■ AUSGANGSTEXT
----------------------------------------
Volksverblödung  (Wolfgang Bittner)

Zwanzigtausend Fans brechen in emphatisches Gekreische aus, als die Darsteller des Vampir- und Werwolf-Films »New Moon«, einer Fortsetzung von »Twilight«, die Bühne betreten und anfangen, dumm daherzureden. Die Filme sind noch schlechter als die läppischen reaktionären Romane der US-amerikanischen Mormonin Stephenie Meyer, die inzwischen weltweit eine Auflage von über 85 Millionen erreicht haben. Wie in New York so scheuen Vampir- und Werwolf-Hooligans auch in Paris, Berlin, München und anderswo keine Kosten und keine Mühe, um ein Winken ihrer Idole zu erhaschen.

So etwas nennt sich jetzt »Hype«. Darunter versteht man kurzlebige, durch die Medien hervorgerufene Massenhysterien, die zumeist der Umsatzförderung für ein bestimmtes Produkt dienen. Das können Filme sein, aber auch Strickhandschuhe, wie sich während der Olympischen Winterspiele in Kanada gezeigt hat. Schon morgens um sechs standen lange Schlangen von Souvenirjägern vor den Warenhäusern in Vancouver, um rot-weiße Fäustlinge, genannt »Mittens«, zu erwerben. Nachdem sie ausverkauft waren, wurden sie zu hohen Preisen schwarz gehandelt.
----------------------------------------
■ EXTRAHIERTE ZEILEN

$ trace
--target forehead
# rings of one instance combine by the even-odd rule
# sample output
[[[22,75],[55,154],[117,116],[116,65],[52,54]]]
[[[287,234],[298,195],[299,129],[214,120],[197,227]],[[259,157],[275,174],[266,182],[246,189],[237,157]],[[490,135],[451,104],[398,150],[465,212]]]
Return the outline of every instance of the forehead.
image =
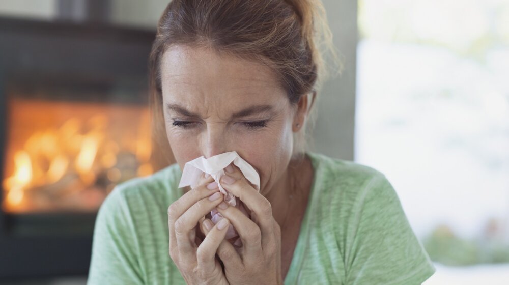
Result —
[[[161,60],[161,75],[164,96],[273,96],[284,93],[275,73],[268,67],[206,48],[171,47]]]

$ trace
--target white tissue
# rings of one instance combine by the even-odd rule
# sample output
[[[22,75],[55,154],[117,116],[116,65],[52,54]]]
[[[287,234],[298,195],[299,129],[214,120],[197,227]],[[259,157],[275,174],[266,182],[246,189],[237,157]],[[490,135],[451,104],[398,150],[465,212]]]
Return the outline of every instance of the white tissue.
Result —
[[[203,173],[208,173],[217,183],[219,191],[224,195],[224,201],[232,206],[237,207],[244,215],[249,217],[246,209],[241,205],[237,205],[236,198],[233,194],[226,191],[219,183],[221,177],[224,175],[224,168],[232,162],[239,167],[244,176],[251,182],[254,188],[260,191],[260,175],[258,173],[250,164],[240,157],[236,151],[225,152],[209,158],[201,156],[186,163],[182,170],[182,176],[179,183],[179,188],[187,186],[190,186],[191,188],[194,188],[197,186],[202,174]],[[214,224],[217,223],[223,218],[221,213],[215,209],[211,212],[211,215],[212,221]],[[230,223],[224,238],[229,239],[237,236],[238,234],[237,231]],[[234,244],[240,246],[242,244],[240,239],[238,239]]]
[[[244,176],[248,180],[255,189],[260,191],[260,176],[254,168],[247,161],[239,156],[236,151],[225,152],[205,158],[204,156],[187,162],[182,170],[182,177],[179,183],[179,188],[190,186],[195,187],[200,180],[200,177],[203,173],[208,173],[217,183],[219,191],[225,196],[224,200],[232,206],[235,206],[235,196],[228,192],[219,183],[219,180],[224,175],[224,167],[233,162],[239,167]]]

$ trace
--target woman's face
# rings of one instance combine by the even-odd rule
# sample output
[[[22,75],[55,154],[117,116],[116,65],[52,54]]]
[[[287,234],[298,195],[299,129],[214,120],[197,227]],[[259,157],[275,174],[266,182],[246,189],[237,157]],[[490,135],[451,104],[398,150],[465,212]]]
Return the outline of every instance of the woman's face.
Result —
[[[262,194],[283,178],[296,117],[270,68],[174,46],[161,74],[166,133],[181,169],[202,155],[235,151],[258,172]]]

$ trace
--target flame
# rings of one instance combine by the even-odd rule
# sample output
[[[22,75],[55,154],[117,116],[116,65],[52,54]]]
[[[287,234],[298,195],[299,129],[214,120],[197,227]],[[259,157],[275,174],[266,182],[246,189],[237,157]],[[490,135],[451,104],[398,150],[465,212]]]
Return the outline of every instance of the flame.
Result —
[[[97,154],[99,141],[99,136],[94,134],[89,135],[83,138],[81,150],[76,160],[75,166],[80,174],[84,174],[92,169]]]
[[[16,152],[14,155],[14,165],[16,170],[14,175],[13,182],[16,186],[22,187],[28,185],[32,177],[30,156],[24,151]]]
[[[153,173],[149,112],[144,111],[142,116],[135,136],[128,136],[118,141],[108,136],[113,129],[108,129],[109,118],[102,114],[85,121],[70,118],[60,128],[40,129],[32,133],[24,143],[18,144],[20,149],[13,150],[13,173],[3,182],[6,209],[19,211],[38,207],[33,206],[38,203],[31,202],[33,195],[48,187],[77,186],[78,191],[89,189],[100,195],[103,187],[109,192],[116,183],[134,175],[131,170],[123,173],[132,163],[123,162],[126,151],[137,160],[134,162],[137,175]]]

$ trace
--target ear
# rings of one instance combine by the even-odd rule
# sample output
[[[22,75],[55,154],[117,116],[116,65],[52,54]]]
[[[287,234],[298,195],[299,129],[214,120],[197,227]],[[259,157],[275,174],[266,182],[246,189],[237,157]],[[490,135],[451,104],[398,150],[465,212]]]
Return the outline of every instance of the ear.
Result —
[[[309,102],[309,95],[312,95],[310,104]],[[313,107],[315,103],[315,98],[316,97],[316,91],[313,90],[311,93],[308,93],[300,97],[299,102],[297,103],[297,111],[294,118],[293,124],[292,129],[294,132],[297,132],[304,125],[304,123],[306,121],[306,117],[309,113],[311,107]]]

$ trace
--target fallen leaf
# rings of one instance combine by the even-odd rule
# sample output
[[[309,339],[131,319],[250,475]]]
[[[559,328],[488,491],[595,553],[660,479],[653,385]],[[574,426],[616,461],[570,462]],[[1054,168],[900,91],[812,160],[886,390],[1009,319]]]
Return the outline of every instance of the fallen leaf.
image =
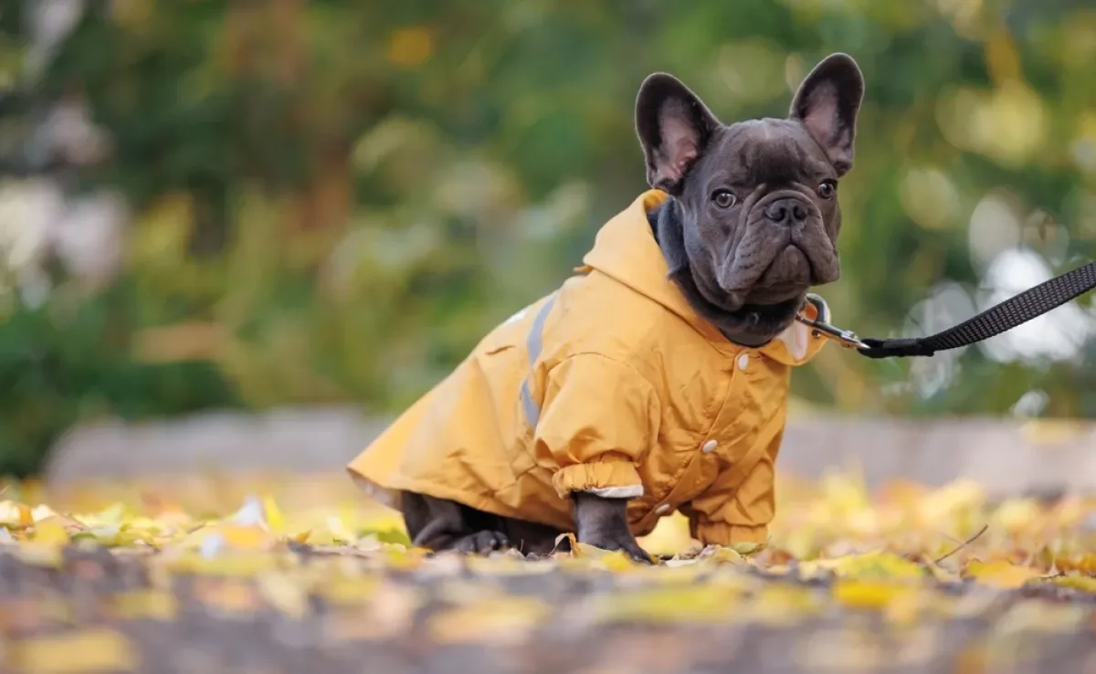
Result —
[[[982,562],[975,559],[967,562],[962,575],[991,587],[1015,590],[1042,574],[1030,567],[1020,567],[1004,560]]]
[[[16,669],[35,674],[130,672],[140,666],[129,640],[107,628],[30,637],[11,641],[8,648]]]

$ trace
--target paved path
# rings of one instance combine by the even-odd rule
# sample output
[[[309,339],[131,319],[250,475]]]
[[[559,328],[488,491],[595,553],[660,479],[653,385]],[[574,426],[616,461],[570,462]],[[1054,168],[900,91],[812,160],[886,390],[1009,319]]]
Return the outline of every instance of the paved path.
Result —
[[[210,413],[159,423],[103,423],[58,444],[47,478],[126,478],[235,470],[342,470],[386,419],[353,409]],[[869,485],[905,478],[939,485],[960,477],[991,491],[1096,490],[1096,424],[994,419],[791,419],[781,470],[818,477],[859,467]]]

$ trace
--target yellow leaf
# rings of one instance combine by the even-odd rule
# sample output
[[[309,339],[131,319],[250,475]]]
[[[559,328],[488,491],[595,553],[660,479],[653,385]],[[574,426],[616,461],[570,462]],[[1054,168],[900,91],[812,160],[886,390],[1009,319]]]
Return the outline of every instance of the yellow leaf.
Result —
[[[140,658],[122,633],[107,628],[11,641],[10,662],[35,674],[132,672]]]
[[[299,620],[308,613],[306,589],[285,573],[263,573],[256,581],[263,598],[283,614]]]
[[[36,523],[33,539],[35,542],[47,546],[64,546],[71,540],[65,525],[55,517]]]
[[[700,552],[703,561],[710,561],[717,564],[749,566],[749,562],[734,548],[712,547]]]
[[[27,527],[34,524],[31,507],[15,501],[0,501],[0,524],[10,527]]]
[[[427,626],[439,643],[513,643],[535,629],[550,608],[535,597],[511,596],[476,602],[432,616]]]
[[[882,551],[818,560],[817,563],[831,569],[838,576],[913,580],[926,575],[925,570],[916,562]]]
[[[753,555],[765,547],[762,542],[732,542],[731,549],[739,555]]]
[[[151,620],[174,620],[179,610],[175,595],[162,590],[137,590],[112,597],[110,612],[125,620],[147,618]]]
[[[884,610],[891,619],[902,622],[916,618],[921,592],[916,585],[879,580],[842,579],[833,585],[833,598],[838,604]]]
[[[741,591],[733,586],[657,587],[606,595],[591,608],[605,622],[710,624],[737,617]]]
[[[1015,590],[1042,574],[1030,567],[1019,567],[1005,560],[992,562],[971,560],[967,562],[963,575],[993,587]]]
[[[1062,575],[1048,579],[1048,581],[1062,587],[1069,587],[1070,590],[1096,594],[1096,578],[1087,575]]]
[[[285,515],[271,496],[263,496],[263,512],[271,529],[279,533],[285,530]]]

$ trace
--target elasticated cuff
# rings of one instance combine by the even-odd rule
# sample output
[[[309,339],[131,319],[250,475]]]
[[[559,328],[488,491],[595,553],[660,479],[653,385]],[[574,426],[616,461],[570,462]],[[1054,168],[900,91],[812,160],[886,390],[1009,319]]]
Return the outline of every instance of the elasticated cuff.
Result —
[[[697,526],[696,537],[706,546],[730,547],[739,544],[764,546],[768,542],[768,527],[707,522]]]
[[[628,461],[598,461],[561,468],[552,476],[560,499],[585,491],[604,499],[636,499],[643,495],[643,482]]]

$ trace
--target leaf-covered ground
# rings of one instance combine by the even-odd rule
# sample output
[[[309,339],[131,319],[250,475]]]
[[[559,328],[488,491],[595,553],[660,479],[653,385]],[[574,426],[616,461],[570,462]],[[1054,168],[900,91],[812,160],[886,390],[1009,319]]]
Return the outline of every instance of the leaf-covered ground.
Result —
[[[47,505],[48,504],[48,505]],[[781,484],[758,551],[429,556],[343,476],[0,493],[0,672],[1096,671],[1096,499]]]

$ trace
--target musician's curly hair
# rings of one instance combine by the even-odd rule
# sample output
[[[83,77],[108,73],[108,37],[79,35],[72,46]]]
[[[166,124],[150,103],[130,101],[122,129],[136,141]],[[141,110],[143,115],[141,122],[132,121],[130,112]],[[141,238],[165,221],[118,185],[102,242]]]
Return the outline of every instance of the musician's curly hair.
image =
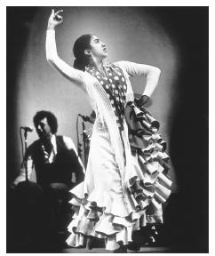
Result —
[[[52,133],[55,134],[58,131],[58,120],[54,114],[50,111],[41,110],[36,112],[33,118],[36,129],[39,122],[45,117],[47,118]]]

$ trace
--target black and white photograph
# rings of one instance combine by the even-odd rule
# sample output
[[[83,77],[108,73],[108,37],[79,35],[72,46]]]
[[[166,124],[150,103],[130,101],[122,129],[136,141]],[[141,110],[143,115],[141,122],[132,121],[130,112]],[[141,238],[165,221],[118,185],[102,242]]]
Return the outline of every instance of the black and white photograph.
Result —
[[[208,253],[210,7],[102,4],[5,6],[6,252]]]

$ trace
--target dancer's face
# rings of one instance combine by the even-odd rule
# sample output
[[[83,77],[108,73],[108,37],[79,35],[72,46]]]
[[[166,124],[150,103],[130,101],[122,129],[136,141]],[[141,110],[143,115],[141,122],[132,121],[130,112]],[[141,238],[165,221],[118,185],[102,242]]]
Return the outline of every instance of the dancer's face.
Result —
[[[40,139],[50,139],[52,135],[46,117],[38,122],[36,129]]]
[[[106,44],[99,37],[92,36],[90,44],[92,47],[91,52],[92,57],[101,60],[108,57]]]

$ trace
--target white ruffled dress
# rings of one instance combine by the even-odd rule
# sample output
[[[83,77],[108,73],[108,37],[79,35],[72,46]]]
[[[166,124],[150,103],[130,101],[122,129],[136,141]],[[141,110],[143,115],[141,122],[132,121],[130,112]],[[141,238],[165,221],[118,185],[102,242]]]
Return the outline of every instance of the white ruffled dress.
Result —
[[[141,70],[140,65],[128,61],[115,65],[122,68],[126,78],[126,101],[132,101],[128,73],[144,75],[145,70]],[[74,196],[70,203],[75,214],[68,226],[71,234],[67,243],[73,247],[82,246],[87,236],[92,236],[104,238],[106,249],[114,251],[120,244],[132,242],[134,230],[147,223],[163,222],[162,204],[171,193],[171,181],[164,174],[159,159],[165,162],[169,156],[163,150],[156,131],[142,136],[146,150],[141,148],[142,154],[133,156],[125,120],[122,134],[123,148],[108,97],[97,79],[83,72],[84,84],[97,119],[84,181],[70,191]],[[147,121],[150,125],[152,120]]]

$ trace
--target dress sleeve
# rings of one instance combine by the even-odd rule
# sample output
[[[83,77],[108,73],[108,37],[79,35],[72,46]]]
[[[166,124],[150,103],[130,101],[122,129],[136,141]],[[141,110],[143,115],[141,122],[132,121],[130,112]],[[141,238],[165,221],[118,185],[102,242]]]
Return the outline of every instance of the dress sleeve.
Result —
[[[124,69],[131,76],[144,76],[147,78],[147,84],[143,94],[148,97],[152,95],[161,74],[161,70],[158,68],[124,60],[115,62],[115,64]]]
[[[68,78],[76,84],[81,86],[84,85],[84,72],[74,68],[59,57],[56,47],[54,29],[48,29],[46,32],[45,50],[46,59],[51,66],[59,71],[64,77]]]

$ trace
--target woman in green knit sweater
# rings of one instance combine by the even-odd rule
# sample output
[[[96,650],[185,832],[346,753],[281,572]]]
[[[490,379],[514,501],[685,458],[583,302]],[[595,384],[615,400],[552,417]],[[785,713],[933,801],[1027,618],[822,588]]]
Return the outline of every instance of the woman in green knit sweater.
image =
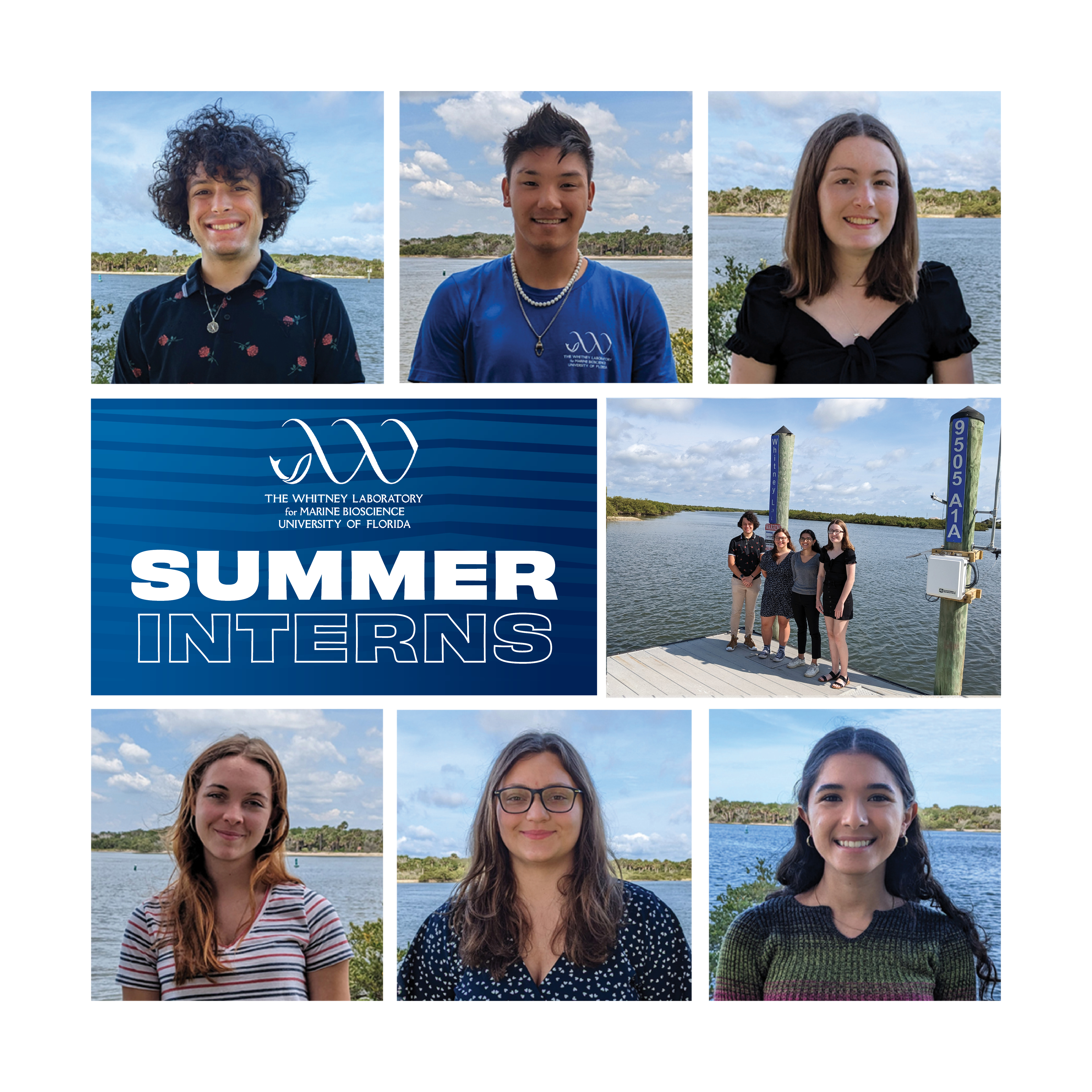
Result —
[[[899,748],[870,728],[830,732],[811,749],[796,799],[782,888],[732,923],[713,999],[986,997],[997,970],[974,917],[933,876]]]

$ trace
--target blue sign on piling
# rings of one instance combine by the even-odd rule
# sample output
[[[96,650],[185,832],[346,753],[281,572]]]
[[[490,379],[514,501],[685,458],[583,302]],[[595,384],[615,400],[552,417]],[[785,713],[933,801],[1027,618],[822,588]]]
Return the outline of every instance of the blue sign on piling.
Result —
[[[981,413],[970,407],[953,415],[948,428],[948,507],[945,521],[945,545],[949,549],[963,548],[964,519],[966,517],[966,463],[971,420],[985,420]],[[974,526],[974,505],[971,498],[971,525]]]

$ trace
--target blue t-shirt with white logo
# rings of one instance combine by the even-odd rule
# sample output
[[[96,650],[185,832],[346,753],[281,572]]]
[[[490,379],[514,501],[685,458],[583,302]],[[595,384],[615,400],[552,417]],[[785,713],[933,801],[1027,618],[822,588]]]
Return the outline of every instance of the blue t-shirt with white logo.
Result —
[[[556,288],[523,287],[532,299],[557,295]],[[677,381],[667,317],[648,281],[589,262],[562,302],[563,307],[523,304],[533,333],[520,313],[509,259],[452,273],[432,294],[425,312],[410,381]],[[550,320],[554,324],[543,333]],[[536,334],[542,335],[542,356],[535,355]]]

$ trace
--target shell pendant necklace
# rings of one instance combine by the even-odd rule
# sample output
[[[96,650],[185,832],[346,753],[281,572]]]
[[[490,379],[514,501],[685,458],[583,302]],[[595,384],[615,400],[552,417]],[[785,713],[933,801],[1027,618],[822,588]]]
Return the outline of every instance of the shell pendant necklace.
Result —
[[[558,316],[561,313],[565,305],[569,301],[569,289],[577,282],[577,274],[580,272],[580,263],[583,260],[583,254],[577,251],[577,268],[572,271],[572,276],[569,277],[569,283],[553,298],[547,300],[532,299],[524,290],[523,285],[520,284],[520,274],[515,269],[515,251],[513,250],[508,256],[509,264],[512,269],[512,284],[515,287],[515,301],[520,305],[520,313],[523,316],[523,321],[526,322],[531,332],[535,335],[535,356],[542,356],[545,351],[545,345],[543,345],[543,337],[549,332],[549,328],[557,322]],[[527,318],[526,308],[523,306],[523,301],[526,300],[532,307],[553,307],[558,300],[561,301],[561,307],[557,309],[554,318],[546,323],[546,329],[542,333],[532,325],[531,319]]]

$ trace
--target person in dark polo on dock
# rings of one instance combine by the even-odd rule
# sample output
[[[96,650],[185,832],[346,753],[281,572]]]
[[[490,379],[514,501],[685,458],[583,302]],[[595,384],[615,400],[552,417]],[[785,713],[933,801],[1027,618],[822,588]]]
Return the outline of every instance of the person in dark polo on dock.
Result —
[[[765,549],[765,539],[755,534],[758,517],[753,512],[744,512],[736,524],[743,531],[728,543],[728,568],[732,570],[732,618],[728,622],[728,652],[735,652],[739,643],[739,613],[744,615],[744,644],[748,649],[758,649],[751,636],[755,629],[755,604],[758,602],[758,590],[761,586],[762,570],[759,559]]]
[[[646,281],[579,248],[594,153],[575,118],[544,103],[505,139],[513,248],[432,294],[411,383],[674,383],[664,309]]]
[[[219,102],[167,134],[149,195],[155,217],[201,248],[185,276],[126,311],[115,383],[360,383],[337,290],[277,266],[261,248],[284,234],[310,185],[288,141]]]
----------------------------------------
■ ARBEITSAUFTRÄGE
- 1) Übertragen Sie aus dem Ausgangstext wortgetreu den Abschnitt, der bei „Volksverblödung  (Wolfgang Bittner)“ beginnt und bei „Idole zu erhaschen.“ endet.
- 2) Fassen Sie den Absatz des Ausgangstextes, der mit „So etwas nennt sich jetzt »Hype«“ beginnt, als Stichpunktliste zusammen, ohne seine wesentlichen Fakten zu verlieren.

■ LÖSUNGEN
- 1)
Volksverblödung  (Wolfgang Bittner)

Zwanzigtausend Fans brechen in emphatisches Gekreische aus, als die Darsteller des Vampir- und Werwolf-Films »New Moon«, einer Fortsetzung von »Twilight«, die Bühne betreten und anfangen, dumm daherzureden. Die Filme sind noch schlechter als die läppischen reaktionären Romane der US-amerikanischen Mormonin Stephenie Meyer, die inzwischen weltweit eine Auflage von über 85 Millionen erreicht haben. Wie in New York so scheuen Vampir- und Werwolf-Hooligans auch in Paris, Berlin, München und anderswo keine Kosten und keine Mühe, um ein Winken ihrer Idole zu erhaschen.

- 2)
- „Hype“: kurzlebige, von den Medien ausgelöste Massenhysterie, meist zur Umsatzförderung für ein bestimmtes Produkt
- Betroffen sein können Filme, aber auch Strickhandschuhe.
- Olympische Winterspiele in Kanada: schon um sechs Uhr morgens lange Schlangen von Souvenirjägern vor den Warenhäusern in Vancouver, um rot-weiße Fäustlinge („Mittens“) zu kaufen
- Nach dem Ausverkauf wurden die Fäustlinge zu hohen Preisen schwarz gehandelt.